*** Block opens ***
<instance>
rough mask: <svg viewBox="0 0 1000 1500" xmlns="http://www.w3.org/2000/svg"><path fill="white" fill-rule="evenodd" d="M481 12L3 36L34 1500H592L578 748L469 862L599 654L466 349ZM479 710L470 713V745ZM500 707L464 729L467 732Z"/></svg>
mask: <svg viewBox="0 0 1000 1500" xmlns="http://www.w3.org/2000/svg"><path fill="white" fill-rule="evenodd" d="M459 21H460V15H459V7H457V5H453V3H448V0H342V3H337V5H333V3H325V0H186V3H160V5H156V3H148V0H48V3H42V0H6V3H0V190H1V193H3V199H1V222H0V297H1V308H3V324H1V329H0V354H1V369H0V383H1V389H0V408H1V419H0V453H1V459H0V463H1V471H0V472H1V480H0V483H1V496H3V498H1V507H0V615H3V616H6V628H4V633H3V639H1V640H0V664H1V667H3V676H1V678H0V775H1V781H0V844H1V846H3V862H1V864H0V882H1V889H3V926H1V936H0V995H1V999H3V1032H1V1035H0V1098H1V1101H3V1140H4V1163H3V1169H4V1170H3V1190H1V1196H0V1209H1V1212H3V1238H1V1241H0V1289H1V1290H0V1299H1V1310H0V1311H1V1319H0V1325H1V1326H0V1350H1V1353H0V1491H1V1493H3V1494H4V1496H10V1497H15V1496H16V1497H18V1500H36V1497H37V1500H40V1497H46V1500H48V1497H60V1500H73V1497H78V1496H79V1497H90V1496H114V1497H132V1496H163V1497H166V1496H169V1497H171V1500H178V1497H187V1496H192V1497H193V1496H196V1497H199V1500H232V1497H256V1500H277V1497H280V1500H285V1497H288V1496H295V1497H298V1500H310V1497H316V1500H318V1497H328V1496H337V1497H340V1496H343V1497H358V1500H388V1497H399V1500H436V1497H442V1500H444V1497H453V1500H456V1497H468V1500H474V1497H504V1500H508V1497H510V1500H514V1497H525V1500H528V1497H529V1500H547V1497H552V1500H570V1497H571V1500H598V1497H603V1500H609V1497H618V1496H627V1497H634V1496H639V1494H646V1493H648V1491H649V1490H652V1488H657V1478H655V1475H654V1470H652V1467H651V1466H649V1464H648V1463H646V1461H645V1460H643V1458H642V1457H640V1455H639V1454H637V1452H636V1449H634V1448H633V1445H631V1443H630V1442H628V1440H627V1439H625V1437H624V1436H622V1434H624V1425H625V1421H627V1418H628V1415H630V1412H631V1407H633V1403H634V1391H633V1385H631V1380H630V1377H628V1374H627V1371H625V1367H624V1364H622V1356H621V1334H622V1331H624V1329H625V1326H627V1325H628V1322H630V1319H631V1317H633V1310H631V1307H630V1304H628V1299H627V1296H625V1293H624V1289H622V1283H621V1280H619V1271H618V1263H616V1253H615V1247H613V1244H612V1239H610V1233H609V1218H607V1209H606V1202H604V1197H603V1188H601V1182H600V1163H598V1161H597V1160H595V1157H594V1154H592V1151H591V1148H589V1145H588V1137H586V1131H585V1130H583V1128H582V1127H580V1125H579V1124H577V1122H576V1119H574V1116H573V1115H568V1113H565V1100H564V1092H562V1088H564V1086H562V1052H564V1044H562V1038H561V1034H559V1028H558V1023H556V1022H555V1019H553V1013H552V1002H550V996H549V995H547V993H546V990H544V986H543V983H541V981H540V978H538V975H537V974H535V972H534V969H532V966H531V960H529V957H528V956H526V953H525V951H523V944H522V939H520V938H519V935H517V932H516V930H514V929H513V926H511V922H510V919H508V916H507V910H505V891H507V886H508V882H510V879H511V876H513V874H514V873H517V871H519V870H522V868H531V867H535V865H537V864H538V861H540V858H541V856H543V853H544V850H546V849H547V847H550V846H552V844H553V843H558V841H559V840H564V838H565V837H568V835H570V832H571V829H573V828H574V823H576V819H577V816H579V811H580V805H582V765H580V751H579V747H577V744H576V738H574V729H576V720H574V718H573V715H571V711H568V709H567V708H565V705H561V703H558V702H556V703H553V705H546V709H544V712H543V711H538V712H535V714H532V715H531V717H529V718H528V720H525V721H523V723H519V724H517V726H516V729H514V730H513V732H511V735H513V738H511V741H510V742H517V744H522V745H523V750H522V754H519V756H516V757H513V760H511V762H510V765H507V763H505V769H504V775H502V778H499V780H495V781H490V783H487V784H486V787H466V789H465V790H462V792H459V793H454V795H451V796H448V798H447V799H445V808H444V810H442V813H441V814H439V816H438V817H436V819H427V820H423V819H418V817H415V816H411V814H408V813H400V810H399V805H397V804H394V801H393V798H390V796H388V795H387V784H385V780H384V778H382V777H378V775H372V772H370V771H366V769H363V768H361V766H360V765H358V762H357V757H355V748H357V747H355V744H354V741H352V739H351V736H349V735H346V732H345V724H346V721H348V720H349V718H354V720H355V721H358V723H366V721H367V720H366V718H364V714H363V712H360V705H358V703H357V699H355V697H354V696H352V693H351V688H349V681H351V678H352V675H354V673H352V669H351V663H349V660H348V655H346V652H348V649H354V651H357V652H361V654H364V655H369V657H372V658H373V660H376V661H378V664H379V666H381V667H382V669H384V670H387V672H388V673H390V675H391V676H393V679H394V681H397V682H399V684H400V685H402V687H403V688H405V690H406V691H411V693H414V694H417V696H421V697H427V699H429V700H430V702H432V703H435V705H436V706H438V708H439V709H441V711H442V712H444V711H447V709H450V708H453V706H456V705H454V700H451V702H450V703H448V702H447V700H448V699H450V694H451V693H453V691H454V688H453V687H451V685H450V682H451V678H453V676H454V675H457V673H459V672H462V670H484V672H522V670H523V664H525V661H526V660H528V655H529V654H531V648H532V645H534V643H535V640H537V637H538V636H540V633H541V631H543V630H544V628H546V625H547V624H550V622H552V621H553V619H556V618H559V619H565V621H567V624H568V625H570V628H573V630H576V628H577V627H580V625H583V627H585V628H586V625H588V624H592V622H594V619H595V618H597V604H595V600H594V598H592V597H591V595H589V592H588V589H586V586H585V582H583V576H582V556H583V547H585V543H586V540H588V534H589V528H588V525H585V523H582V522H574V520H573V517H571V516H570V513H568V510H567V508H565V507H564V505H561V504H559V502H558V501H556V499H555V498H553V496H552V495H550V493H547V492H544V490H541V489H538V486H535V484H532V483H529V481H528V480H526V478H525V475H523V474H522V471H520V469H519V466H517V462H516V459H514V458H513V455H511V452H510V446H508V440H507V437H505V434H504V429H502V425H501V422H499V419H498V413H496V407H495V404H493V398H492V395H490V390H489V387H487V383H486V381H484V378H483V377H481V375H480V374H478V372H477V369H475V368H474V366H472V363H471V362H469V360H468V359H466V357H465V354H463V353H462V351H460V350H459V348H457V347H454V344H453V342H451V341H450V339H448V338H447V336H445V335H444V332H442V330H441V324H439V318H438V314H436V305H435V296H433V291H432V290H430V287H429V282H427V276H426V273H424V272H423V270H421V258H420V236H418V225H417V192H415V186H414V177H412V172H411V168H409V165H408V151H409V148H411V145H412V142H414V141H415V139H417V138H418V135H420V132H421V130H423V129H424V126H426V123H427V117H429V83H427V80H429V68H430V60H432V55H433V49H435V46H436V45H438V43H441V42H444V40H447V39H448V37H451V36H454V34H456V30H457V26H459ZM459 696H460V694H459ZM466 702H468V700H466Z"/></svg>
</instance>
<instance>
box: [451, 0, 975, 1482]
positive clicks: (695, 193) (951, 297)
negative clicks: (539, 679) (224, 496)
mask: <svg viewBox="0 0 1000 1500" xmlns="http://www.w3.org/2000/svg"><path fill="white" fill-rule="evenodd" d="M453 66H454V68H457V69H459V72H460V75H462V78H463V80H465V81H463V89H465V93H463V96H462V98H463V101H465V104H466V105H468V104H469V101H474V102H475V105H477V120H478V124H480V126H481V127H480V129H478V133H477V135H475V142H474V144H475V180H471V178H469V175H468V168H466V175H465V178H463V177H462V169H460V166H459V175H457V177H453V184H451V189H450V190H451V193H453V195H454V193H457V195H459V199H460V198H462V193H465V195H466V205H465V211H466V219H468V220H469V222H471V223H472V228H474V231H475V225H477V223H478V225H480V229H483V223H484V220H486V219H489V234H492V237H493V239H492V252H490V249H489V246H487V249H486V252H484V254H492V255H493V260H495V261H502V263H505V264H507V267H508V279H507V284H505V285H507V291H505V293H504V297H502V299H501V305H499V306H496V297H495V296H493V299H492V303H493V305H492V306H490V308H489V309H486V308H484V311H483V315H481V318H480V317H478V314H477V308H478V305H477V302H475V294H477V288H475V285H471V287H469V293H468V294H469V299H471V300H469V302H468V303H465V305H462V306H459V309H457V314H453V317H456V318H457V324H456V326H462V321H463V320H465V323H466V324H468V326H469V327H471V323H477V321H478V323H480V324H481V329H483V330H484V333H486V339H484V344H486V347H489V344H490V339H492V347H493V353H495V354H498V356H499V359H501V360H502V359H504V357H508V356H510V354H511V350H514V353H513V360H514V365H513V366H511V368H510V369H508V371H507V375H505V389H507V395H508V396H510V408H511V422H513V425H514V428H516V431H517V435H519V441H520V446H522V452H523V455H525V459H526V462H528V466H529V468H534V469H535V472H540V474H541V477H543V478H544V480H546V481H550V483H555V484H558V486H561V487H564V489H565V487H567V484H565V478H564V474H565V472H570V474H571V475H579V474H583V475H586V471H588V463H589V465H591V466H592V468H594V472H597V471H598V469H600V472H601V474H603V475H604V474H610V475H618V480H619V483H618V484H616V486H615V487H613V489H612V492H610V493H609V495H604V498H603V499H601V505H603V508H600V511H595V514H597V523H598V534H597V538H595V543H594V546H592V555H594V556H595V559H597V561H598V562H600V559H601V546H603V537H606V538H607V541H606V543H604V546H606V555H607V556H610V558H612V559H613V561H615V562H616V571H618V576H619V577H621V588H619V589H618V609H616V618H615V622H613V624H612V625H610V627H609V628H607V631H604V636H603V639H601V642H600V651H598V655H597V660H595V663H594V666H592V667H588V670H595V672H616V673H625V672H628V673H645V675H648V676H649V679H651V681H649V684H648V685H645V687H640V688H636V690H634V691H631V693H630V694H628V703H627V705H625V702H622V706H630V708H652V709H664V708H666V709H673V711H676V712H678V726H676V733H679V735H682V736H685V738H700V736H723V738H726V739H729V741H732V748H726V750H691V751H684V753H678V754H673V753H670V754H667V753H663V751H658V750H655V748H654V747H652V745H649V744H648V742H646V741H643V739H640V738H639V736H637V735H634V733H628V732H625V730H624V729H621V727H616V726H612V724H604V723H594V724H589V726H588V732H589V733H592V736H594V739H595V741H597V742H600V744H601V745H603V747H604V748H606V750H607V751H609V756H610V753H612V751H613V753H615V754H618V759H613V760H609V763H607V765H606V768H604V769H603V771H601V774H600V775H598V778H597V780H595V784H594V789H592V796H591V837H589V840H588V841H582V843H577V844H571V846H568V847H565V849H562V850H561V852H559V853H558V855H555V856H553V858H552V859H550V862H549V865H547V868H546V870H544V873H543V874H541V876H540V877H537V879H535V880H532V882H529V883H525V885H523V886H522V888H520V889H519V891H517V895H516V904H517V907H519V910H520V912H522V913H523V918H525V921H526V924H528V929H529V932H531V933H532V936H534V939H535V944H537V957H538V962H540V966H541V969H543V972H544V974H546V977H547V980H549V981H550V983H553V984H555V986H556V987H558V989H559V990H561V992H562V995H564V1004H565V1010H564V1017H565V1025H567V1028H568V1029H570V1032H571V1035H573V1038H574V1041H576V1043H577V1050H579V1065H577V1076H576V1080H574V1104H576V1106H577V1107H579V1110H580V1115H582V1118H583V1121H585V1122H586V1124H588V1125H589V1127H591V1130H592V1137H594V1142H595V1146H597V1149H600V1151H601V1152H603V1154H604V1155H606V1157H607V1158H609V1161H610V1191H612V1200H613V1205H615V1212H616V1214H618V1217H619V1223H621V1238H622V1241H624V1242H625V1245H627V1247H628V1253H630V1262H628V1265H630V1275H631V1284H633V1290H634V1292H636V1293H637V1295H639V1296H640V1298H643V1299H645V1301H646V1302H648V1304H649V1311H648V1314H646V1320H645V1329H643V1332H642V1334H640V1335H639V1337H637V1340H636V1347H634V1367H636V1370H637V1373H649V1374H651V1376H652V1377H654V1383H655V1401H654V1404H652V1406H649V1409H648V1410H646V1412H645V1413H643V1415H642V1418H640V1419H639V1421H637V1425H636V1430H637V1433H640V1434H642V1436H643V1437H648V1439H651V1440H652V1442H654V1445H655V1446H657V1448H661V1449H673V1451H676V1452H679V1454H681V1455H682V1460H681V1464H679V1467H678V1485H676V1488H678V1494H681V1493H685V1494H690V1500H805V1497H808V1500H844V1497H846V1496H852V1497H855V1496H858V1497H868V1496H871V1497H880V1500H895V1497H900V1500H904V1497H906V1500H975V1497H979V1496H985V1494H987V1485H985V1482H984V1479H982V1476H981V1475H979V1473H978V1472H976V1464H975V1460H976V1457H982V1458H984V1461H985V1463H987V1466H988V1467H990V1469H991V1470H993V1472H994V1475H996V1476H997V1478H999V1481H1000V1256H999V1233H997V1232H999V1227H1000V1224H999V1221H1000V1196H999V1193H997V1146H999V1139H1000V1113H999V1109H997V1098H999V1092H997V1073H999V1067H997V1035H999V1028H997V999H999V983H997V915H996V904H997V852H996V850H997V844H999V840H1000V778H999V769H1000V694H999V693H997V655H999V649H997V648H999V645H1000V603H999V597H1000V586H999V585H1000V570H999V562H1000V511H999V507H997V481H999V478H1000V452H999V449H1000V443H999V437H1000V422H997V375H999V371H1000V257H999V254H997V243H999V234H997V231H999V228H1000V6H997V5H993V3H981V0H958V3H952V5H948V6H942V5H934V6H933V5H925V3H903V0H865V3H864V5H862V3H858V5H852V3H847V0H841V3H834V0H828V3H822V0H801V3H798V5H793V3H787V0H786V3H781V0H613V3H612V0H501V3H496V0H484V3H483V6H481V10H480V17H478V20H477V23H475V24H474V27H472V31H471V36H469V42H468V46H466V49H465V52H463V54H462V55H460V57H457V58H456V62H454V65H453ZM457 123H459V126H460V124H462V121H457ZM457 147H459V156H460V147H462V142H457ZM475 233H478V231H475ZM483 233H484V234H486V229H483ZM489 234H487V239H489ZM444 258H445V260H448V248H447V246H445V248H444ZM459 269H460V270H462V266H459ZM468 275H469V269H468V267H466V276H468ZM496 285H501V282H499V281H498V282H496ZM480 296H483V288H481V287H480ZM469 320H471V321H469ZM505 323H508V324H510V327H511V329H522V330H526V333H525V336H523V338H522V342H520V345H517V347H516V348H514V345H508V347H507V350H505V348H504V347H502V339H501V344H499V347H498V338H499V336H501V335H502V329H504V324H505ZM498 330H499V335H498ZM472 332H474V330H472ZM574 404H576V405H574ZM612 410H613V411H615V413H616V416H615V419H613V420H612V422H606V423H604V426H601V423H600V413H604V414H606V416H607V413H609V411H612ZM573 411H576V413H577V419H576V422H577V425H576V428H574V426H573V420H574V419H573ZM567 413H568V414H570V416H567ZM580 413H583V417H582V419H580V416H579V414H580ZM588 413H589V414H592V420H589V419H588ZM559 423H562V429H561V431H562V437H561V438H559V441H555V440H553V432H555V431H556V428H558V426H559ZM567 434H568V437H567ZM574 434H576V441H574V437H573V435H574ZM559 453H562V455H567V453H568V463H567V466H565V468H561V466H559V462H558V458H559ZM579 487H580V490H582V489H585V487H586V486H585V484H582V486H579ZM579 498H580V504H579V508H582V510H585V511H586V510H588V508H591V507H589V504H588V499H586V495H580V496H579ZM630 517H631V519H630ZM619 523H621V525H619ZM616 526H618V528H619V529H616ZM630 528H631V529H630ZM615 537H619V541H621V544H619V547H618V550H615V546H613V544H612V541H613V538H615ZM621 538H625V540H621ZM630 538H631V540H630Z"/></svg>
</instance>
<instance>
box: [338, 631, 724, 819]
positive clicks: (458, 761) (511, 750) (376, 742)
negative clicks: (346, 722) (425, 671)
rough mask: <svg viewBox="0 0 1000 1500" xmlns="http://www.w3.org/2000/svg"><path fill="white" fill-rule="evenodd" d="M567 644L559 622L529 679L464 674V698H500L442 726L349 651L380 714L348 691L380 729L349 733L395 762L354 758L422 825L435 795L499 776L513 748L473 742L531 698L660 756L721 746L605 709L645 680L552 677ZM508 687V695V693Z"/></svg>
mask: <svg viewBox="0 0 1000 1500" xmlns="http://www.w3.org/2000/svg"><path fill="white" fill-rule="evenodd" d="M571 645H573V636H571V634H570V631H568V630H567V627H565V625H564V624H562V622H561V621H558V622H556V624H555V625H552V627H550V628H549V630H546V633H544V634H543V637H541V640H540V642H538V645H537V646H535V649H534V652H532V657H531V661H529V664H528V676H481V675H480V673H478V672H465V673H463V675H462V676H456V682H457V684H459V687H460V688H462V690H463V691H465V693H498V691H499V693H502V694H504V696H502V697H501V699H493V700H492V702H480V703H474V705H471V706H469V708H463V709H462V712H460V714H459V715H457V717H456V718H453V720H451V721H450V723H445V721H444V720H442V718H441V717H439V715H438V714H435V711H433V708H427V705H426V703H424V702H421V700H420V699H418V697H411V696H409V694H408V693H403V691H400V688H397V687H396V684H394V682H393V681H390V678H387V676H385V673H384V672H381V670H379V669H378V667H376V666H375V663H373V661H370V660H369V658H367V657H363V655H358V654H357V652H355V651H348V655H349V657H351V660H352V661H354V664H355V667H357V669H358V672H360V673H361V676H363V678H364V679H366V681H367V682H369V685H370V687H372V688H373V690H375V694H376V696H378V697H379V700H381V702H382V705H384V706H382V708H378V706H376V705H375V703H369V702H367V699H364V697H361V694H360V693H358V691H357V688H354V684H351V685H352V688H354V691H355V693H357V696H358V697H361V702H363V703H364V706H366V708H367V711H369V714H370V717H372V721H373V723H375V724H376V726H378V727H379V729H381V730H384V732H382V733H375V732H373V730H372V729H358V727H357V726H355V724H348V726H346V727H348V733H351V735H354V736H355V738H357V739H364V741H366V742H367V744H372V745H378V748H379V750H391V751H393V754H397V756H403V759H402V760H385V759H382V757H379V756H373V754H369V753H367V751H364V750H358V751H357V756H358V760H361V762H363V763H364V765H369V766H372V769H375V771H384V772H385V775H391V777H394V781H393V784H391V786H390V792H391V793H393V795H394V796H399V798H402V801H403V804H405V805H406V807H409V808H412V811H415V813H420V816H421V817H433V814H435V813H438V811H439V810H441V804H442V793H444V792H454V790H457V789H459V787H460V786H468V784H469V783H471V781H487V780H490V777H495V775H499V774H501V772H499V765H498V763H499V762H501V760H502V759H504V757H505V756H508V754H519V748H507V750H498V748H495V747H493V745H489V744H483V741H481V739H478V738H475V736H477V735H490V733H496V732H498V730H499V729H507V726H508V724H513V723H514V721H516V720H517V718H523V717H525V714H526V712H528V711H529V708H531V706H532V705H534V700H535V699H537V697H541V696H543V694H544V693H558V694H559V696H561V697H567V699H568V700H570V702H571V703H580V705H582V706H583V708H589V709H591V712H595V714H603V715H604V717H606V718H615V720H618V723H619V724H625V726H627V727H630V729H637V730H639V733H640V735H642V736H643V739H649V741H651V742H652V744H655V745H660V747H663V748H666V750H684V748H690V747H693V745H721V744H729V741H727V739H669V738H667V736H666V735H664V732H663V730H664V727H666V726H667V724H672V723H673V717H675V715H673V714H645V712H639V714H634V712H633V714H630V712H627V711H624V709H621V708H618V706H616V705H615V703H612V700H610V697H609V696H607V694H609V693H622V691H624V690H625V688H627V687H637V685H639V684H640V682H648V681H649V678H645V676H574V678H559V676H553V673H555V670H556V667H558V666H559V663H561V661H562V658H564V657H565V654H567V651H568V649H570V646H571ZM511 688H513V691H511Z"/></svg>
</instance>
*** Block closes ***
[WRITTEN TASK]
Copy the records from their first line through the line containing "12L3 36L34 1500H592L578", renaming "rough mask" to "coarse mask" and leaving everything else unchanged.

[ANSWER FOR THIS EXERCISE]
<instance>
coarse mask: <svg viewBox="0 0 1000 1500" xmlns="http://www.w3.org/2000/svg"><path fill="white" fill-rule="evenodd" d="M481 12L3 36L34 1500H592L578 748L469 862L599 654L466 349ZM479 710L470 713V745ZM500 707L464 729L467 732Z"/></svg>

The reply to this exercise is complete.